EXTRACT:
I feel this is worth noting, -the intended purpose, or artistic style of any individual image, artistically is often not negatively effected by things that people commonly like to get rid of. Sometimes things like controlled monochromatic grain, vignetting, flare, etc. can add to the image or at the very least not make any real world difference and I don't even bother wasting time to remove it unless it is specifically detracting from the image or will effect my intended purpose (printing/etc.), because often it's a complete waste of time when considering the finished work.

I often apply default lens correction (all my lenses are supported by default so I just have to check a box to enable it). Sometimes I tone down a specific correction because vignetting and even barrel distortion can look nicer than the corrected alternative. You get a minor amount of cropping when you correct for barrel distortion and if you carefully framed your image in camera you might want to pay careful attention to what the default profile does and dial anything back a bit or completely disable it if it looks better without it.

If the image I'm working on can't have any grain at 100% and 200% viewing/printing I head over to the detail tab, it's best to know what each slider does and act accordingly. Zoom in so you can see the effects of what you are doing and learn the combinations and interactions of various effects. Next zoom out/pan around and use the preview on/off toggle to see if you have destroyed any details and re-adjust accordingly. In rare occasions different settings would be required for different areas of an image, in which case, process the image twice and put them together with masking.

The rest of most of my corrections take place in the basic tab which deals with exposure and white-balance. More precise control over tone and color in the other tabs I often don't need to mess with but it's there for occasions where useful.

You need to know what each slider does, and what it does in combination with other sliders to achieve whatever correction or effect you are looking for. Correcting color and exposure and retrieving highlight or shadow detail has an effect on the overall composition and you need to know what you want and how to get. Notate any combination of settings that you think look good if you are afraid of making further changes (once you know what everything does, this is no longer important and the fear of making edits/losing your spot goes away). 

If you have a really great subject/composition captured in RAW your exposure/colors/etc. don't even have to be any where near remarkable to end up with something that after proper processing can look utterly stunning. Because of this, it's more important for me to get focus/DOF and composition/subject timing and basic exposure correct in camera than any other concerns. For me a big change comes into RAW when you know what you can do in RAW and then go out and shoot accordingly. All of a sudden shots you wouldn't have thought much of previewing them on the back of your camera can look incredible and you can recognize what they can become while viewing previews only on the back of your camera, and then re-shoot accordingly if some detail you know will be difficult in editing needs re-doing.

TASK A: List every image flaw that the post on RAW editing says can add to a photograph or look better than its corrected version.

Records from a pointing dataset
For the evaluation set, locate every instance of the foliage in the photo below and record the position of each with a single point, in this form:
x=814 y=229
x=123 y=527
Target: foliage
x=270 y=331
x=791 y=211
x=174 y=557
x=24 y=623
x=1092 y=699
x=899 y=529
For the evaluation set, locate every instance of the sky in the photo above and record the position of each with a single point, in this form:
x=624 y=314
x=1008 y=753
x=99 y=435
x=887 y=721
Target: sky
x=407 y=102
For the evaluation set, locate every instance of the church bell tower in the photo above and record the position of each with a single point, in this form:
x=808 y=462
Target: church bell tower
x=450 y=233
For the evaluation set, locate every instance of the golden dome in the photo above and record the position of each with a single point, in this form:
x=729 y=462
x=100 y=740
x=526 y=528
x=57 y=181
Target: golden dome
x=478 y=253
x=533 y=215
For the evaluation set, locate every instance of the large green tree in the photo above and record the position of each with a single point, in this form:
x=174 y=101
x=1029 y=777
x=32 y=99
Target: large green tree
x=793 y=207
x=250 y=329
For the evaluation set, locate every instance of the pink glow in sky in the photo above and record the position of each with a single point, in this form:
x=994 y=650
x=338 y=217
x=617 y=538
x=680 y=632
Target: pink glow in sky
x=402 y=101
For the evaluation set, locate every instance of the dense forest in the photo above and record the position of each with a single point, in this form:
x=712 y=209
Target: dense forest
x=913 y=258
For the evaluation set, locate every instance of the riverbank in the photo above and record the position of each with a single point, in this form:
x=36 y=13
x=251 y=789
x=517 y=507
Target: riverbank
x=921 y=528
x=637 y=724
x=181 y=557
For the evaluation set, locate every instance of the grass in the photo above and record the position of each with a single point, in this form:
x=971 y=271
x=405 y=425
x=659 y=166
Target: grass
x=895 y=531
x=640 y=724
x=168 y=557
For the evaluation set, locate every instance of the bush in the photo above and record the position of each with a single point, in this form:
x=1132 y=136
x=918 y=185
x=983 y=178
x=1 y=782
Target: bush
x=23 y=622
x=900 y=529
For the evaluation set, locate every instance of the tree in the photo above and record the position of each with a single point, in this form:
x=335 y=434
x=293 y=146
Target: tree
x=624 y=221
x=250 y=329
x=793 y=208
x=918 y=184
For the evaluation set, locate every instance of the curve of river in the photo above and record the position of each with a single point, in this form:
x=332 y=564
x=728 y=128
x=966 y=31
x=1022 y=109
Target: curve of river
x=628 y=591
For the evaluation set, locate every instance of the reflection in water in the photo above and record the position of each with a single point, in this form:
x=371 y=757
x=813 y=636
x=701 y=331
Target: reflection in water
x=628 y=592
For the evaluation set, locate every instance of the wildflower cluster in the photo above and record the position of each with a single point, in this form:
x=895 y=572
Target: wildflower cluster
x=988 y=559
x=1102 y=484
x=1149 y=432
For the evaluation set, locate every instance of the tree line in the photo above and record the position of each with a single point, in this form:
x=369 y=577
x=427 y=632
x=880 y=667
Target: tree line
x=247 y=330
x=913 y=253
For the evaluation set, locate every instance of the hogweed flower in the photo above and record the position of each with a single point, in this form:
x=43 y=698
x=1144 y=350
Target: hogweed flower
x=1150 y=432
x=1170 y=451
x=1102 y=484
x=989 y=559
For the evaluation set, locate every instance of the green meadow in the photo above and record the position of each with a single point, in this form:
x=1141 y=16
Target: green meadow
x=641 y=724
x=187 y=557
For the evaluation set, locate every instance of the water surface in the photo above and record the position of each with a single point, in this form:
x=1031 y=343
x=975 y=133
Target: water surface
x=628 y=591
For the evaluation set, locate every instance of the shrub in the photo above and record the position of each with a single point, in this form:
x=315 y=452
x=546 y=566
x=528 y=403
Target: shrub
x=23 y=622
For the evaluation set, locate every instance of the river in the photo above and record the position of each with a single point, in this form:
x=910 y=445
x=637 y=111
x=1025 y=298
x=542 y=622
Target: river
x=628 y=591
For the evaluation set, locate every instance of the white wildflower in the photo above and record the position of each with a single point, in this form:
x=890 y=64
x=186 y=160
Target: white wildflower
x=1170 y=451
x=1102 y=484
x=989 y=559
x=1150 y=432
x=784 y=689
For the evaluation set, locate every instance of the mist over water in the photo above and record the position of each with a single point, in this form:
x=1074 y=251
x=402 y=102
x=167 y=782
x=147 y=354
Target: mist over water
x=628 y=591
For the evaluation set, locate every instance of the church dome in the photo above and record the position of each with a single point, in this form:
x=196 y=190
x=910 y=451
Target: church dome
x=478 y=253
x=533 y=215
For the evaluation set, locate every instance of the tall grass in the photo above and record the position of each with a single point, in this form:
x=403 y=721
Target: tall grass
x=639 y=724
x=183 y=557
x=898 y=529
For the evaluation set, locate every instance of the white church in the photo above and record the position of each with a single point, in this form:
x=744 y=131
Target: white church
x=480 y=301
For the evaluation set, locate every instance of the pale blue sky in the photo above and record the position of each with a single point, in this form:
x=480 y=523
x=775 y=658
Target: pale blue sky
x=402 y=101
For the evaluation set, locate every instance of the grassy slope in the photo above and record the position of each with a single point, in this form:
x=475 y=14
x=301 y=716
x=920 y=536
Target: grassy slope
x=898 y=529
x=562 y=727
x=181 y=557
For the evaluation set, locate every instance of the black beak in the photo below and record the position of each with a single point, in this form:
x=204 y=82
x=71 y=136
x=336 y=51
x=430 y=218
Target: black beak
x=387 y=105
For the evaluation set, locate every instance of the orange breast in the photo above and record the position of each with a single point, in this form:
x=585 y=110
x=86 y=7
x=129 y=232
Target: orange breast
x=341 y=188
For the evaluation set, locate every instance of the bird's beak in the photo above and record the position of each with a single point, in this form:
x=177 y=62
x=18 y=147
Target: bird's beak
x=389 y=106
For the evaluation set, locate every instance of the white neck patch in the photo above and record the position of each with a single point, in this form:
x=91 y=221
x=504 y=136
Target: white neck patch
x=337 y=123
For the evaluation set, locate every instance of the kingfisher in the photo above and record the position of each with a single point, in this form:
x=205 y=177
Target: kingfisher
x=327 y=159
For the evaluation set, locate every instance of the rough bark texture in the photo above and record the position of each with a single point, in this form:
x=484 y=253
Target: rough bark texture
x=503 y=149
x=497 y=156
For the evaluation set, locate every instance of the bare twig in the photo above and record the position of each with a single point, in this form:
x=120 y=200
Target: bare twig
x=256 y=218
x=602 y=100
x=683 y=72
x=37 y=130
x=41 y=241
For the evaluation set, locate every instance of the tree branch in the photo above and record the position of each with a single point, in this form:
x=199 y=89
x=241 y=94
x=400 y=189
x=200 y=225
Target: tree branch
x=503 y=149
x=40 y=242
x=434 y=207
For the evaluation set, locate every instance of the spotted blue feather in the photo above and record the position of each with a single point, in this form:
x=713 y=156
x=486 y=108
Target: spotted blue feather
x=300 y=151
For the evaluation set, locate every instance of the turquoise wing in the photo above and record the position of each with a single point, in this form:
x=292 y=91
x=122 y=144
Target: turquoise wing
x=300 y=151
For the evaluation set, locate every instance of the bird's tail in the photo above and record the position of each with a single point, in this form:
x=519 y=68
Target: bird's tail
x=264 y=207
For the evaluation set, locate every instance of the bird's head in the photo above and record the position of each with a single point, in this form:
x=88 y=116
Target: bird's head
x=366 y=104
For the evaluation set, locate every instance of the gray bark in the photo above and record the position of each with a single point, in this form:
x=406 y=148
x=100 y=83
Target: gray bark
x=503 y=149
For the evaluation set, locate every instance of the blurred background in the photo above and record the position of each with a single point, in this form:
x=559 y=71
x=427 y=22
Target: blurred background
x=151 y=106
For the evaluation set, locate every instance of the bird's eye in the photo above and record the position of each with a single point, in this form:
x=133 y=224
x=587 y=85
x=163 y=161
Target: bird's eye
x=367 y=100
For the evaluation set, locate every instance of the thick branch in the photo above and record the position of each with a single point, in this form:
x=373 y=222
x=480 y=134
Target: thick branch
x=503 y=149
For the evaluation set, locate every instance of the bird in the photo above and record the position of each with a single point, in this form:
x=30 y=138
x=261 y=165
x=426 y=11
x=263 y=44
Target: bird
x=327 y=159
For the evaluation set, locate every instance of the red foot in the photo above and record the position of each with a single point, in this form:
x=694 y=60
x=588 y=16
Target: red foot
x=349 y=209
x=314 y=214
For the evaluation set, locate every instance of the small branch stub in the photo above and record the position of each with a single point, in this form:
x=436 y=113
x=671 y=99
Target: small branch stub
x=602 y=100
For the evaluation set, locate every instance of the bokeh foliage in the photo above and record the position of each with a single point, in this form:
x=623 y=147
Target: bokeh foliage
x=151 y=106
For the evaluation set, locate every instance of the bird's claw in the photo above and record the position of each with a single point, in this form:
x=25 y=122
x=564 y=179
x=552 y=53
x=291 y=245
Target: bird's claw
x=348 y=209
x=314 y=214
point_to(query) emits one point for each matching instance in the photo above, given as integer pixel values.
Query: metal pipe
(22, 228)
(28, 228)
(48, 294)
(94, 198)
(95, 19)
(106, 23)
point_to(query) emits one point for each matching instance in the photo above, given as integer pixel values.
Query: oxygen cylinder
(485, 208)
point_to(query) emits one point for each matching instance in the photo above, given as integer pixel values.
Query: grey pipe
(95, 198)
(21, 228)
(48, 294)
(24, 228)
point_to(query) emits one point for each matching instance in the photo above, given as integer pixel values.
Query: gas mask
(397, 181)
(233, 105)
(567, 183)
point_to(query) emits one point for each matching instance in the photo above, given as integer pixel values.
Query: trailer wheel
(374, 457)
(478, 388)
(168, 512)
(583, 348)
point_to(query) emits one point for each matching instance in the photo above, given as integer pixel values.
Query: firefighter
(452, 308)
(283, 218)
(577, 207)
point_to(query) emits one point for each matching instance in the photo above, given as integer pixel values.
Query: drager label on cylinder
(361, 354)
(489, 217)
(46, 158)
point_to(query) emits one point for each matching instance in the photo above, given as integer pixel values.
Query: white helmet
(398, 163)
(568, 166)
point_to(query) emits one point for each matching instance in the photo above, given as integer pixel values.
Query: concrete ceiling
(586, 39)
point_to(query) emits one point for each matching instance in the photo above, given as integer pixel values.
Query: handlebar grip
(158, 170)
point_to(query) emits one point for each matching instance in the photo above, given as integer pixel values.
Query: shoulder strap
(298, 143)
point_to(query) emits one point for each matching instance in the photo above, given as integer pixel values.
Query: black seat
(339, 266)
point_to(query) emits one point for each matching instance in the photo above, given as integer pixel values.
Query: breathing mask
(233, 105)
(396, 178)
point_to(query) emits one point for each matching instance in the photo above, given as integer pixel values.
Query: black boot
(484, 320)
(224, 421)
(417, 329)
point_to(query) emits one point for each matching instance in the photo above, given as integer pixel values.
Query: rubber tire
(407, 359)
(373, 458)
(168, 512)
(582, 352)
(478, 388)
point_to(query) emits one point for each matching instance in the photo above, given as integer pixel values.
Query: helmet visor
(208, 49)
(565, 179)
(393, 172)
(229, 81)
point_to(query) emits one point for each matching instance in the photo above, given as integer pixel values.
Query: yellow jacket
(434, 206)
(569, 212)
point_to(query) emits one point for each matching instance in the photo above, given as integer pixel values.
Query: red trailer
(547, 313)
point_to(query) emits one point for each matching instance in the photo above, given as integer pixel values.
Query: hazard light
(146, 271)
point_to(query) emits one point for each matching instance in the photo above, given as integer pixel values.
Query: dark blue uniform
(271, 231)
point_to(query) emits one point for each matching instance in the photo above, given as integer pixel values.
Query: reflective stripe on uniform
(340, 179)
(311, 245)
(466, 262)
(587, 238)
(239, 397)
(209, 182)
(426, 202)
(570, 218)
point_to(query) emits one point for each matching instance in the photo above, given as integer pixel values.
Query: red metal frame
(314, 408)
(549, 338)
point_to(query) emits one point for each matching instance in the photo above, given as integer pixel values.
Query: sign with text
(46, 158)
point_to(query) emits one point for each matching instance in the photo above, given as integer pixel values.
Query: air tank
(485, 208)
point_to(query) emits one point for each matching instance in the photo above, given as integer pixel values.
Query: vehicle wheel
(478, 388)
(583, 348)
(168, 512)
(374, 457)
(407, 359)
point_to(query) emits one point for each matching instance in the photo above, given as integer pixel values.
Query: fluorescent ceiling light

TASK B: Collect each line of the listing that contains the word "mist".

WORKED SOLUTION A:
- Controlled monochromatic grain
- Vignetting
- Flare
- Barrel distortion

WORKED SOLUTION B:
For the evaluation set, locate every instance of the mist over water in the photo above and record the position of each with a single point, in this form:
Target: mist over water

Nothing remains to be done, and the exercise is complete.